#### Da fare:
1. Nell'intervista sui giovani e gli adulti, da quale parola latina deriva il termine «giovani»?
2. Trascrivi fedelmente il passo dell'intervista sui giovani e gli adulti che comincia con "Tutto questo si" e finisce con "non viene compreso...".

#### Estratto scelto:
┄┄┄┄┄┄

Tutto questo si è tradotto nel venir meno della capacità di educare?
«Per queste persone il modello di vita riuscita è quello giovanile. Non hanno compreso che la giovinezza è una stagione della vita che deve condurre all’essere adulti. Come possono insegnare ai giovani che c’è qualcosa oltre la giovinezza per la quale vale la pena di impegnarsi a costruire se per loro non c’è nulla di meglio che essere giovani?».
E il malessere giovanile cresce e non viene compreso...
«L’idea di fondo è che se sei giovane non ti manca nulla. La giovinezza è la grande macchina della felicità. E allora come si fa a essere giovani e infelici? Messe di fronte a qualche episodio di disagio giovanile queste persone si preoccupano per un attimo, poi tornano ad avvolgersi nella coperta del giovanilismo».
Nascono da qui le problematiche giovanili denunciate nel suo libro precedente: “La prima generazione incredula”?
«I giovani si sentono superflui, sentono di vivere in una società che non ha bisogno di loro. E questo va contro la verità della giovinezza, che è forza, che è novità, che è come una cellula staminale che porta in sé la necessità di divenire. Se questo processo non viene messo in moto, quella forza e quella novità ricadono su se stesse. Come si può confidare in una società che tiene le energie migliori nel freezer. E non si tratta di un nodo politico, ma di un nodo culturale... Ce lo dice anche la radice latina della parola giovani, che viene da juvare, essere d’aiuto, contribuire. Mentre i greci usavano la parola neos, cioè nuovo».
Questo ragionamento vale anche per l’incapacità di trasmettere la fede?
«I giovani nati dopo l’81 (lo dicono le ricerche più recenti) faticano a capire a che serva la fede una volta che si è diventati grandi, proprio perché negli adulti la fede non è vissuta come momento essenziale, come fonte di pienezza e di felicità. Come mi posso interrogare sulle cose ultime se bisogna vivere facendo finta che le esperienze fondanti dell’essere umano (cioè la sofferenza, la fragilità, la morte) non esistano? L’essere umano è fondato sulla consapevolezza della “mancanza” e la felicità viene dall’accettazione serena di questa situazione, che ci apre agli altri e ci apre a Dio».
Insomma, niente genitori niente fede?
«Nei documenti della Chiesa si sostiene da oltre un decennio che bisogna ripartire dagli adulti. Bisogna rievangelizzare l’“adultità” affinché essa mostri il suo profilo migliore, la sua capacità di educare a costruire quel futuro che gli adulti attuali sembra vogliano tenere tutto per sé».
Gli adulti ricomincino a fare cose da adulti, dunque?
«In fondo è la richiesta pressante che viene dal mondo giovanile. La confusione degli adolescenti (e non solo) nasce dall’assenza di “adultità”, che è la madre di tutte le crisi contemporanee: edonismo fine a se stesso, denatalità, identità maschio-femmina, identità padre-madre... Ed emerge chiaro anche in una parte della letteratura recente come, per esempio, in Acciaio di Silvia Avallone, in 30 acrilico 70 lana di Viola Di Grado, in Io e te di Niccolò Ammaniti o nei libri di D’Avenia. Se non si rispetta il “legame d’onore” che lega le generazioni ci si consegna al mercato, a un futuro inconsistente da Peter Pan o da Piccoli principi».

┄┄┄┄┄┄

[Record da una raccolta]

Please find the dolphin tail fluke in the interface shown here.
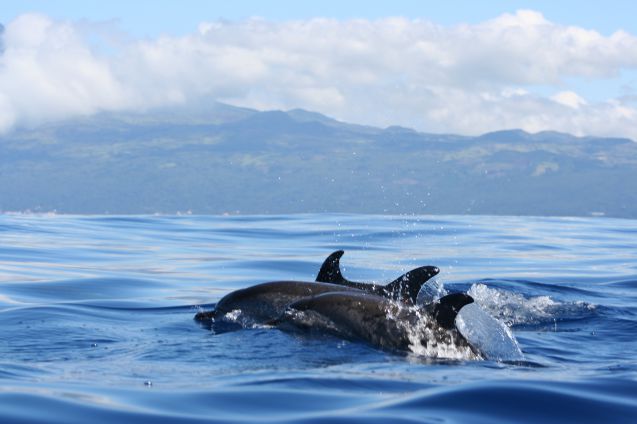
[385,266,440,304]
[316,250,347,284]
[432,293,473,330]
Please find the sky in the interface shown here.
[0,0,637,140]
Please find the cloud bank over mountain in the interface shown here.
[0,11,637,140]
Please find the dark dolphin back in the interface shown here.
[316,250,440,304]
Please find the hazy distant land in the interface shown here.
[0,103,637,218]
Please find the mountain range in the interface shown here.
[0,101,637,218]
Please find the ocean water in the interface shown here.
[0,214,637,423]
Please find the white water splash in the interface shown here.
[399,311,482,360]
[468,283,595,326]
[456,303,524,361]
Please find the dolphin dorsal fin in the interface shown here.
[385,266,440,305]
[316,250,348,284]
[432,293,473,330]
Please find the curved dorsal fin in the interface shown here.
[316,250,348,284]
[316,250,440,304]
[385,266,440,304]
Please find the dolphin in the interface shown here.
[316,250,440,305]
[270,291,480,358]
[195,281,361,326]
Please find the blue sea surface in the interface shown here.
[0,214,637,423]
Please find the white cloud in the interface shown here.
[0,11,637,139]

┄┄┄┄┄┄

#### Risposte:
1. Da juvare, che significa essere d'aiuto, contribuire.

2.
Tutto questo si è tradotto nel venir meno della capacità di educare?
«Per queste persone il modello di vita riuscita è quello giovanile. Non hanno compreso che la giovinezza è una stagione della vita che deve condurre all’essere adulti. Come possono insegnare ai giovani che c’è qualcosa oltre la giovinezza per la quale vale la pena di impegnarsi a costruire se per loro non c’è nulla di meglio che essere giovani?».
E il malessere giovanile cresce e non viene compreso...